### DATA RECORDS
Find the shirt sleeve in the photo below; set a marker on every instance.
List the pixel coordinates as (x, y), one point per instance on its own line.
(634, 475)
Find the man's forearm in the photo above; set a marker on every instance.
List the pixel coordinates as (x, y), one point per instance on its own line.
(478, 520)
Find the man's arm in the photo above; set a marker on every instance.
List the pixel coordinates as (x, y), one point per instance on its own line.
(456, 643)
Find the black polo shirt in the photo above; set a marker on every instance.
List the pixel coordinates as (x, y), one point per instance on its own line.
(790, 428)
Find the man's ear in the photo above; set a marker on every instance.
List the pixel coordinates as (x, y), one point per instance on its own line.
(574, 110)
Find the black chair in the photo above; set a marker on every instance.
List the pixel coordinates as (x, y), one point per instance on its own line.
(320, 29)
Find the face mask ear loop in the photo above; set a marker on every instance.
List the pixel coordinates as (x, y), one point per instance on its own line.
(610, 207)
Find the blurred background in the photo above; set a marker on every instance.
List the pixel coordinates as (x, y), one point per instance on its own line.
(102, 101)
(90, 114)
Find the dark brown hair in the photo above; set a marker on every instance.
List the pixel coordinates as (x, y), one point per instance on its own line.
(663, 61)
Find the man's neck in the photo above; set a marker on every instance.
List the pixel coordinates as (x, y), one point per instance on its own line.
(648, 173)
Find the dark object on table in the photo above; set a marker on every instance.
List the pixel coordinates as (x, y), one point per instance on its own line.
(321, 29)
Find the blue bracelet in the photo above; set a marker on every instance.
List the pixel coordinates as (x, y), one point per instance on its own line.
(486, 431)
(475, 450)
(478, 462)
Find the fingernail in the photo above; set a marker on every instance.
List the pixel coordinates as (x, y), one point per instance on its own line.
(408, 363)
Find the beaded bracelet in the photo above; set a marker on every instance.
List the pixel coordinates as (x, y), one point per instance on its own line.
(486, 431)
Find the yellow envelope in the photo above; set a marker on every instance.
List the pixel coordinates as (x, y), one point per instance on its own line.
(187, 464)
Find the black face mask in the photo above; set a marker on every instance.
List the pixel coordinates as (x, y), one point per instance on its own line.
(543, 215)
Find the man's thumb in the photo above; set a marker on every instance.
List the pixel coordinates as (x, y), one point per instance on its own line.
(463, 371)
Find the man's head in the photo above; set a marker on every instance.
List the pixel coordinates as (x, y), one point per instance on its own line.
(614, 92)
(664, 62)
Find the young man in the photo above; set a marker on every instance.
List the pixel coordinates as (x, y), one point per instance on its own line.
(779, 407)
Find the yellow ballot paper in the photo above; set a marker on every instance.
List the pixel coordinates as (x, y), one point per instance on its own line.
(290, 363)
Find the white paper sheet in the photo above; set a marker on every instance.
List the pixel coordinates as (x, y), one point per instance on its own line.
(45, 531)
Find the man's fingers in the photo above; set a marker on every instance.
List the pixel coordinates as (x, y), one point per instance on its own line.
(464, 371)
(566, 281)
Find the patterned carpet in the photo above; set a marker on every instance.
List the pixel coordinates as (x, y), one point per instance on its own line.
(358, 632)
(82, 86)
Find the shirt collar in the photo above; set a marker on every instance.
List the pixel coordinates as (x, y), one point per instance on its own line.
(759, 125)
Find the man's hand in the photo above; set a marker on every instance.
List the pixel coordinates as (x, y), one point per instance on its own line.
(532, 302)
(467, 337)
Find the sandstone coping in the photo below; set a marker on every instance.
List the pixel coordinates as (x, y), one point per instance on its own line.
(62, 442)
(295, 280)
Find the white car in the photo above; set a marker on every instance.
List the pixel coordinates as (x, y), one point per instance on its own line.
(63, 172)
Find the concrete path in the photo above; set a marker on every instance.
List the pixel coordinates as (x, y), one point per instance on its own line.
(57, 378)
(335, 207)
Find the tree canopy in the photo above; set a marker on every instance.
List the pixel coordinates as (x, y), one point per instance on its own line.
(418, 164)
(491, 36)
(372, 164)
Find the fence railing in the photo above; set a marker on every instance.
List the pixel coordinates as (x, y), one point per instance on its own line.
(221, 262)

### EXERCISE DESCRIPTION
Copy out each line of the data that holds the string "mask".

### TASK ANSWER
Find the face mask ear loop in the photo above; set a marker on every instance.
Find the black face mask in the photo above; set a marker on every instance.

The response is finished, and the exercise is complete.